* [EXTRACTED MATERIAL]
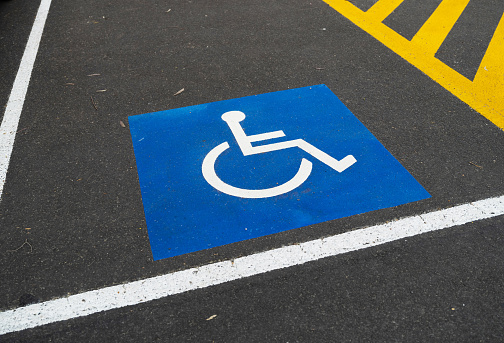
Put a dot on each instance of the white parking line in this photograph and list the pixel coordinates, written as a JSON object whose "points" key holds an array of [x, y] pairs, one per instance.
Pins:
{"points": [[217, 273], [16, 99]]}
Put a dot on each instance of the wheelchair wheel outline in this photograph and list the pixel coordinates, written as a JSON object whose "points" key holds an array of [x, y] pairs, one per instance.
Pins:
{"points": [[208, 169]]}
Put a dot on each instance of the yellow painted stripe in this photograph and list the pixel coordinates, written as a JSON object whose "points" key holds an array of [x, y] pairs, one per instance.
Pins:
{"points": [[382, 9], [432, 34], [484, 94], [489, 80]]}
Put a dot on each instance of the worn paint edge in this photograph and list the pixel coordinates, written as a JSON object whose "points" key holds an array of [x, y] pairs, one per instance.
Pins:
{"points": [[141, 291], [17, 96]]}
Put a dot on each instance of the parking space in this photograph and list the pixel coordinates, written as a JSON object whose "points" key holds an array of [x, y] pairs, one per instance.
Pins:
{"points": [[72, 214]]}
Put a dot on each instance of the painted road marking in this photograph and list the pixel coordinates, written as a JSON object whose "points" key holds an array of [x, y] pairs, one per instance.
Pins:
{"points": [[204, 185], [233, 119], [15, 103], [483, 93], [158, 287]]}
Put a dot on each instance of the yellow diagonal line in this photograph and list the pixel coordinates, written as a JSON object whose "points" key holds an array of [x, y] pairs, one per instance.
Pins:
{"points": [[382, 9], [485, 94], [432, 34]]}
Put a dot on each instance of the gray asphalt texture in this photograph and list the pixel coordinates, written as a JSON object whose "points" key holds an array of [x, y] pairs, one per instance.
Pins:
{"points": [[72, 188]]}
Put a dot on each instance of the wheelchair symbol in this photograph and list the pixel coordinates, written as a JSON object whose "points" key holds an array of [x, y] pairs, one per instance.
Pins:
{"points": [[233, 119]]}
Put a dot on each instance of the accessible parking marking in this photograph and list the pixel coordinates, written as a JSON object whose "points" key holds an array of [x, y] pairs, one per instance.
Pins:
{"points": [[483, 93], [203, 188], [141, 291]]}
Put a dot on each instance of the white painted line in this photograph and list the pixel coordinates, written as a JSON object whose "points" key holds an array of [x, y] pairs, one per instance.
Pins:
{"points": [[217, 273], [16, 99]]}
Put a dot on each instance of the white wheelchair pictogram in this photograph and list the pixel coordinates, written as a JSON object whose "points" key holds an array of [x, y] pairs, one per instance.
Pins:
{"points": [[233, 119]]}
...
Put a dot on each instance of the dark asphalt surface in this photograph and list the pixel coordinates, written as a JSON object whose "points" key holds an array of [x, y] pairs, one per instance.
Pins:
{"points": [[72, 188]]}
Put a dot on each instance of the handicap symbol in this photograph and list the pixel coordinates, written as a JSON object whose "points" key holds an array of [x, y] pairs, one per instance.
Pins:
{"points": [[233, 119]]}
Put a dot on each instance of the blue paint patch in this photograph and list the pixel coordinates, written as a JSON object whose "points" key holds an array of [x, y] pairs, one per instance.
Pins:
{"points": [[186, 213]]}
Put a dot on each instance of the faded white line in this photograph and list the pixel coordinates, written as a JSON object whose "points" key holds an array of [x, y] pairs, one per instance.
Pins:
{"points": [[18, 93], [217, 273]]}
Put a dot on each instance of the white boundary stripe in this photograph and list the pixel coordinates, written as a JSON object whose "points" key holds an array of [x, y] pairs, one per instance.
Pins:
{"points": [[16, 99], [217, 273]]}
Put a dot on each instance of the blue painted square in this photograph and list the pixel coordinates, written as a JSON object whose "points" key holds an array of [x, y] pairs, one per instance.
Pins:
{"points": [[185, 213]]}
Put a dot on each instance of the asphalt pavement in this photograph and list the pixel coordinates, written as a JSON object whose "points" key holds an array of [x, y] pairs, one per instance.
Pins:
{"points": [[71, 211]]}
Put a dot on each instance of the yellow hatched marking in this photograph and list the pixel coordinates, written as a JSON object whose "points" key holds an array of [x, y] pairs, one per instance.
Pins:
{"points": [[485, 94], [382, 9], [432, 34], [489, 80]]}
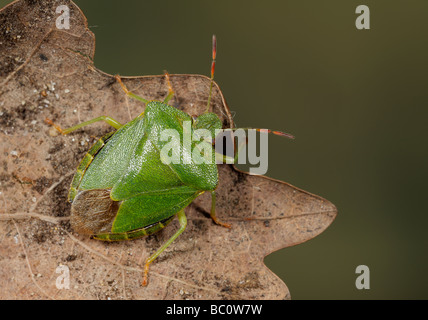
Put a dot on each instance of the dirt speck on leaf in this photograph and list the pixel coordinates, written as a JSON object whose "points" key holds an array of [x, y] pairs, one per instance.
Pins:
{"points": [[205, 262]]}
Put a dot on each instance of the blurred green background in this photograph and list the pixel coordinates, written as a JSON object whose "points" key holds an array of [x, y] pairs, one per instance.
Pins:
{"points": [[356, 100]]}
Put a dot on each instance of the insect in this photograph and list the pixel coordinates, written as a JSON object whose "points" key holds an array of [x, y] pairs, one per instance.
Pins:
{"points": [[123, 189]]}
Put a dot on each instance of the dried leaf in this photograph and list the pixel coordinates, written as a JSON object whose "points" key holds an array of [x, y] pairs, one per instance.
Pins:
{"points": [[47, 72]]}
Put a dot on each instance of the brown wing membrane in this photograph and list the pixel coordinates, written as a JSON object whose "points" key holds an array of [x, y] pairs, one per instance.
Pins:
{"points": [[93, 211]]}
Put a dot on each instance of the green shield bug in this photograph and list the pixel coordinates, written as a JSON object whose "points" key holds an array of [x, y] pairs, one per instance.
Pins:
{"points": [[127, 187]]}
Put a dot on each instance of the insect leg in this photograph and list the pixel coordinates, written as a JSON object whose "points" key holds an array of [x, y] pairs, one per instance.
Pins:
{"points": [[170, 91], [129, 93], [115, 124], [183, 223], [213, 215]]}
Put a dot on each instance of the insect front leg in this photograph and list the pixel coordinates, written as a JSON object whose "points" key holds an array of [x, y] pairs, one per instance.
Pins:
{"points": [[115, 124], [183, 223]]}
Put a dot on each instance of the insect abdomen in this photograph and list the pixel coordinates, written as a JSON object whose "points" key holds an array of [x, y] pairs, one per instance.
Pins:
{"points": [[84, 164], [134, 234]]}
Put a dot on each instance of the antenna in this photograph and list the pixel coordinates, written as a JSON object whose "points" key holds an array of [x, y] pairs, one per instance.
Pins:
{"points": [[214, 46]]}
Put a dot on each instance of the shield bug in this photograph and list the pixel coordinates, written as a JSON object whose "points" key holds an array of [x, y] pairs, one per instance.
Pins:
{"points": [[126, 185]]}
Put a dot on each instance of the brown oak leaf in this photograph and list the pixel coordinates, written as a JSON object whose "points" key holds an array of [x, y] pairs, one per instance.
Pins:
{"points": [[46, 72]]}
...
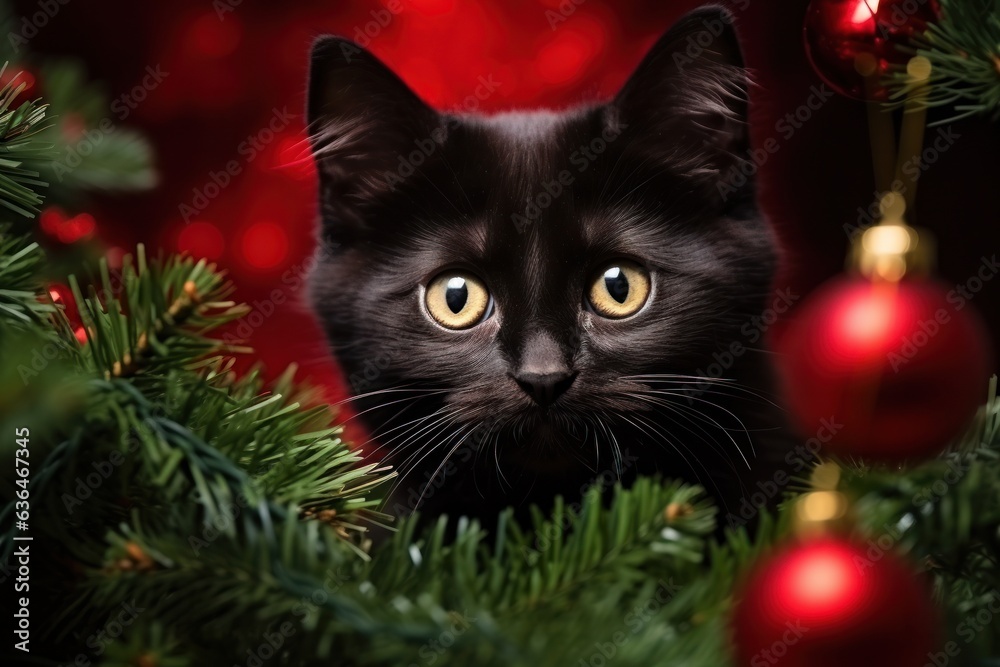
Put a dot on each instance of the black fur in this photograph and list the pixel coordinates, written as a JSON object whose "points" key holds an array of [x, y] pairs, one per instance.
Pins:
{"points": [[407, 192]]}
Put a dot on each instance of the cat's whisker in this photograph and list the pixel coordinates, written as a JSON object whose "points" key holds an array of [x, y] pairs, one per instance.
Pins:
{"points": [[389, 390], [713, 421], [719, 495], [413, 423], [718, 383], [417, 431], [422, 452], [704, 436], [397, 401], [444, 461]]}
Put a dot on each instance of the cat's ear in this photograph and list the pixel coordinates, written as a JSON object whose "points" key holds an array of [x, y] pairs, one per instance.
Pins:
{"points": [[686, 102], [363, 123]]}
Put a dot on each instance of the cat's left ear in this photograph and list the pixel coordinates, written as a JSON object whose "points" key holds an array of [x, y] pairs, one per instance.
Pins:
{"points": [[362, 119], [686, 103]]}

* [GOAL]
Please collect every line of the entries above that contains the word "blue".

* [EXPECTED ANSWER]
Put a dot on each instance of the blue paint patch in this photograph and list the pixel coordinates, written as a JSON object whose "points" key holds an array of [x, y] pairs, one per instance.
Put a dot on each instance of the blue painted square in this photograph and list the pixel coordinates, written as a JSON object whose "points" key holds an array of [x, y] pairs, one per instance.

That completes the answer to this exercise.